**EXERCISES TO COMPLETE**.
1. Answer these questions from the Google Duplex article:
(a) What name does Google give the underlying technology?
(b) Besides using voice inflection, what does the speech processor insert?
(c) In which decade did the writer grow up with text-to-speech engines?
2. In the records, write out the lines from the one containing "the wooden railing" up to and including the one containing "xmin=158 ymin=367 xmax=640 ymax=480".

**PROVIDED PASSAGE**.
[Start]
If you have spent much time on YouTube recently, you might have noticed the influx of videos with computer synthesized voices. For whatever reason, people (or more likely bots) have been feeding news stories and articles through a text-to-speech engine, and turning the output into a video that gets uploaded to YouTube and given a clickbait title. Perhaps the most annoying thing about these videos (aside from their complete lack of original content) is that the synthesized voice sounds completely robotic. Words are often mispronounced, and there is a total lack of any sort of humanlike speech pattern variation.
Like all things in technology, however, text-to-speech engines improve over time. Today’s text-to-speech engines, in spite of sounding robotic, are vastly superior to the ones that I grew up with in the 1980s. So with that in mind, it seems completely plausible that computer speech could eventually become indistinguishable from authentic human speech. But let’s take things one step further. What if that completely realistic synthesized voice were paired with an AI engine that allowed it to learn to have a conversation with a human? And what if it could do all of this over the phone? This is the near future according to Google.
Of course, it is not exactly unusual for tech companies to give us futuristic predictions of how their technologies will shape the world. This video from Microsoft illustrates how the company once envisioned the future of business travel. In the case of Google, however, having a humanlike virtual assistant make calls on your behalf is not one of those futuristic concepts that may never see the light of day but rather is based on technology that already exists and that will be publicly available in the near future.
The underlying technology that can make all of this happen is something that Google calls Duplex. There are a few different parts to Google Duplex, but the first is a truly natural sounding speech engine. The speech processor not only uses voice inflection but also inserts things like ums and ahs. These types of linguistic imperfections go a long way toward making speech sound more natural.
Rumor has it that Google may have initially tested its Google Duplex technology using a more robotic-sounding speech engine but found that people were unwilling to interact with it over the phone. I think that it’s probably safe to say that most of us have a natural aversion to robocalls. Even if a robotic voice is being used to do something as innocuous as booking a restaurant reservation, the robot voice adds an air of illegitimacy to the process. The recipient of the call may be quick to dismiss the call as being fraudulent.
[End]
(Excerpts of labeled region data)
[Start]
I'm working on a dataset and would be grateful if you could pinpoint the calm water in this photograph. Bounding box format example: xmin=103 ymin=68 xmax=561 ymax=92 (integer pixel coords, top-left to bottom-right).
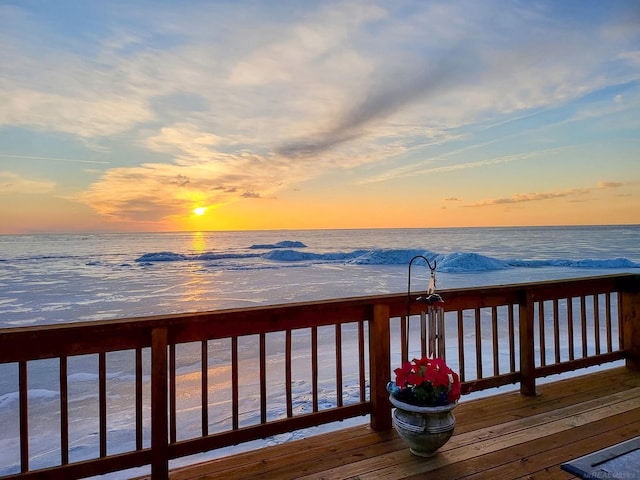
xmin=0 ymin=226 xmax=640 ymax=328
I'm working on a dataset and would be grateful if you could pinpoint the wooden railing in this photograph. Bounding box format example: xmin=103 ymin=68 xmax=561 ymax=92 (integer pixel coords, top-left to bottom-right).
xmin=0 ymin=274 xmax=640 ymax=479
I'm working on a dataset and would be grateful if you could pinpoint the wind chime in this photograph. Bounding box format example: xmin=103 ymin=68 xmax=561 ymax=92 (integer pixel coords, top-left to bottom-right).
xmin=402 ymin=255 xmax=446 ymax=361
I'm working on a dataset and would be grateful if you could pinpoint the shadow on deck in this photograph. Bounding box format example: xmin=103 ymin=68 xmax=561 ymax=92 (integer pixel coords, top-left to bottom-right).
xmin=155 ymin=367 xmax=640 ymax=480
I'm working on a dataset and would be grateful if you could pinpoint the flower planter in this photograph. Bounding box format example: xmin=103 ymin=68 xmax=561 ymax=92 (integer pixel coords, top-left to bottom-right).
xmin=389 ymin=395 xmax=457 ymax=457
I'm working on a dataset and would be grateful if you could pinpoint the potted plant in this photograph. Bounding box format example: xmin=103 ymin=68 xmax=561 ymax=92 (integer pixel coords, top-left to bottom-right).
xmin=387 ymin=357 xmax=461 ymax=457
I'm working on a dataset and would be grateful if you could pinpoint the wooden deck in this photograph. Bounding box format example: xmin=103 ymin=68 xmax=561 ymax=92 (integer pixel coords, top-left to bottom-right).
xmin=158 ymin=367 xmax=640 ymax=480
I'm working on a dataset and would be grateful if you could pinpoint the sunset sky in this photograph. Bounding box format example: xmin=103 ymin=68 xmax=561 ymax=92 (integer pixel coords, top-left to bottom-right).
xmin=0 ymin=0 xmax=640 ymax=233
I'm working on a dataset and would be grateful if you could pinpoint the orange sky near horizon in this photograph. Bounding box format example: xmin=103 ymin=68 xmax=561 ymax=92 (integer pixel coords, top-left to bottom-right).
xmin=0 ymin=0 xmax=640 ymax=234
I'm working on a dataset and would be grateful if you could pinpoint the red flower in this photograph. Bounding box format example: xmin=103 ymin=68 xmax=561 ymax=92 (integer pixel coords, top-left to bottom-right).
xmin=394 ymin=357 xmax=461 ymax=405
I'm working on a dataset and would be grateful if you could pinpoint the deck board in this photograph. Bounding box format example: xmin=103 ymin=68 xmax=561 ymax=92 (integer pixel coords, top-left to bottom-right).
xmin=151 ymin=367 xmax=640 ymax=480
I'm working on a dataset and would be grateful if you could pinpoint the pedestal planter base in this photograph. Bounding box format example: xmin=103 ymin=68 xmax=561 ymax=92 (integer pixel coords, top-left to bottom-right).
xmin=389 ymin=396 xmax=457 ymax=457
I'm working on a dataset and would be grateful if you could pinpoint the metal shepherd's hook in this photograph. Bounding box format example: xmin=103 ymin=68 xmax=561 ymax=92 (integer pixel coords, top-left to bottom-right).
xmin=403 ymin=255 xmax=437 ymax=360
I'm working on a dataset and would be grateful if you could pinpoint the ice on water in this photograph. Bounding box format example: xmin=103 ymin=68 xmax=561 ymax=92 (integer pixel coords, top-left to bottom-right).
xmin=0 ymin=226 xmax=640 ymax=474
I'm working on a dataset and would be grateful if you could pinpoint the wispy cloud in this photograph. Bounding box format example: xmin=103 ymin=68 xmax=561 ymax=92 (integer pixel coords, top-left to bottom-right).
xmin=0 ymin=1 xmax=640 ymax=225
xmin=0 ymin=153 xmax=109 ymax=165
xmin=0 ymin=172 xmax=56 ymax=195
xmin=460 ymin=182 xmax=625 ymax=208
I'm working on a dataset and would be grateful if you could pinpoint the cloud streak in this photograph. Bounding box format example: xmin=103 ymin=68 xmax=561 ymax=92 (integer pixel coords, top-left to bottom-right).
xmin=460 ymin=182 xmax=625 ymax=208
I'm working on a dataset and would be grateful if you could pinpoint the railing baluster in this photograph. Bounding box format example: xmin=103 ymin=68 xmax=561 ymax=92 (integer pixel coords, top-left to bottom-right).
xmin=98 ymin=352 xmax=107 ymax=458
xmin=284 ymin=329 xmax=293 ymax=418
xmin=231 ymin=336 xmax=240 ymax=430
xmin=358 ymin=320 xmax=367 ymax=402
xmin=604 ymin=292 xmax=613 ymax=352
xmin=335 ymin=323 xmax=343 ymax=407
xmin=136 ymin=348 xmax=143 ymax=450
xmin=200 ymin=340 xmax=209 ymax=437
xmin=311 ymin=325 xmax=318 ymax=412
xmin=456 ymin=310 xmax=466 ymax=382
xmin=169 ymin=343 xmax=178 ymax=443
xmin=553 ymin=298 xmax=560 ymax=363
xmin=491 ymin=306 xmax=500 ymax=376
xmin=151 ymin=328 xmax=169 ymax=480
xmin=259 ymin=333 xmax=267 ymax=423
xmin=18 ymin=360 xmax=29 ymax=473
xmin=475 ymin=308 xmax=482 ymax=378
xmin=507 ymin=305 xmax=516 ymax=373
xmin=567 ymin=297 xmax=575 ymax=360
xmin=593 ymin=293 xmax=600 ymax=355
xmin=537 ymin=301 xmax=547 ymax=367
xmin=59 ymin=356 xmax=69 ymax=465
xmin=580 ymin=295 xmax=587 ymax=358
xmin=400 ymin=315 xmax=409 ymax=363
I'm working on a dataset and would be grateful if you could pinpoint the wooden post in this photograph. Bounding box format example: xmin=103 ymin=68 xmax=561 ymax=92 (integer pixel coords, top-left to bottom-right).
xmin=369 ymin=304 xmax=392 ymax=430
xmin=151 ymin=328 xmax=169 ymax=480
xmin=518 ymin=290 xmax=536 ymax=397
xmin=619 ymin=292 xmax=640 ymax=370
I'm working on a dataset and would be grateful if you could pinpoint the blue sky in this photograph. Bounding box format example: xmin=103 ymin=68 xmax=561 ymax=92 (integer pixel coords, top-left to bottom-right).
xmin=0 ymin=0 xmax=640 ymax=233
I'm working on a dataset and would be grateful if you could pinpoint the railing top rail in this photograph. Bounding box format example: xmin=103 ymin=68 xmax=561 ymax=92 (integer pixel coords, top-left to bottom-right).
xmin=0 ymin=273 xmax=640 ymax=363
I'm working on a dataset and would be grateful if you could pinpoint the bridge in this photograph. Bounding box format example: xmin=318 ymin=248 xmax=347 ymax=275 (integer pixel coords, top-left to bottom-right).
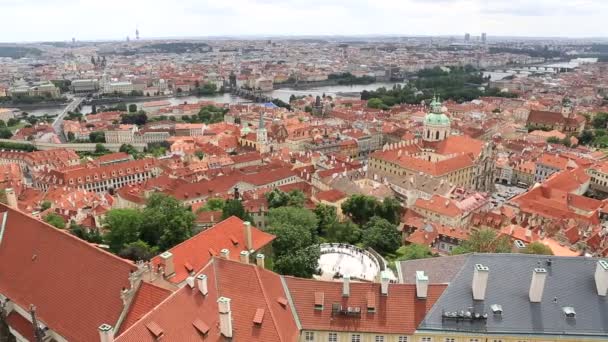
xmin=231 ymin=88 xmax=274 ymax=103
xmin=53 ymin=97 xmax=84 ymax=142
[End]
**FULL ANSWERS**.
1.
(a) Duplex
(b) Things like ums and ahs
(c) The 1980s

2.
I'm working on a dataset and would be grateful if you could pinpoint the wooden railing in this photograph. Bounding box format example: xmin=103 ymin=68 xmax=561 ymax=92 (integer pixel coords, top-left to bottom-right).
xmin=0 ymin=274 xmax=640 ymax=479
I'm working on a dataset and would be grateful if you could pinpoint the wind chime in this photograph. Bounding box format example: xmin=103 ymin=68 xmax=561 ymax=92 (integer pixel coords, top-left to bottom-right).
xmin=402 ymin=255 xmax=446 ymax=361
I'm working on a dataset and would be grateful if you could pinpoint the shadow on deck in this photograph. Bounding box format example: xmin=103 ymin=68 xmax=561 ymax=92 (integer pixel coords, top-left to bottom-right).
xmin=155 ymin=367 xmax=640 ymax=480
I'm working on a dataset and would be grateful if you could pinpoint the flower planter in this photograph. Bounding box format example: xmin=103 ymin=68 xmax=561 ymax=92 (integer pixel coords, top-left to bottom-right).
xmin=389 ymin=395 xmax=457 ymax=457
I'm working on a dataset and would be grateful if you could pinpoint the potted plant in this photograph. Bounding box format example: xmin=103 ymin=68 xmax=561 ymax=92 (integer pixel coords, top-left to bottom-right).
xmin=387 ymin=357 xmax=461 ymax=457
I'm working on a dataset and would be grateful if you could pinpoint the wooden deck in this photograph. Bounding box format example: xmin=103 ymin=68 xmax=561 ymax=92 (integer pixel coords, top-left to bottom-right).
xmin=158 ymin=367 xmax=640 ymax=480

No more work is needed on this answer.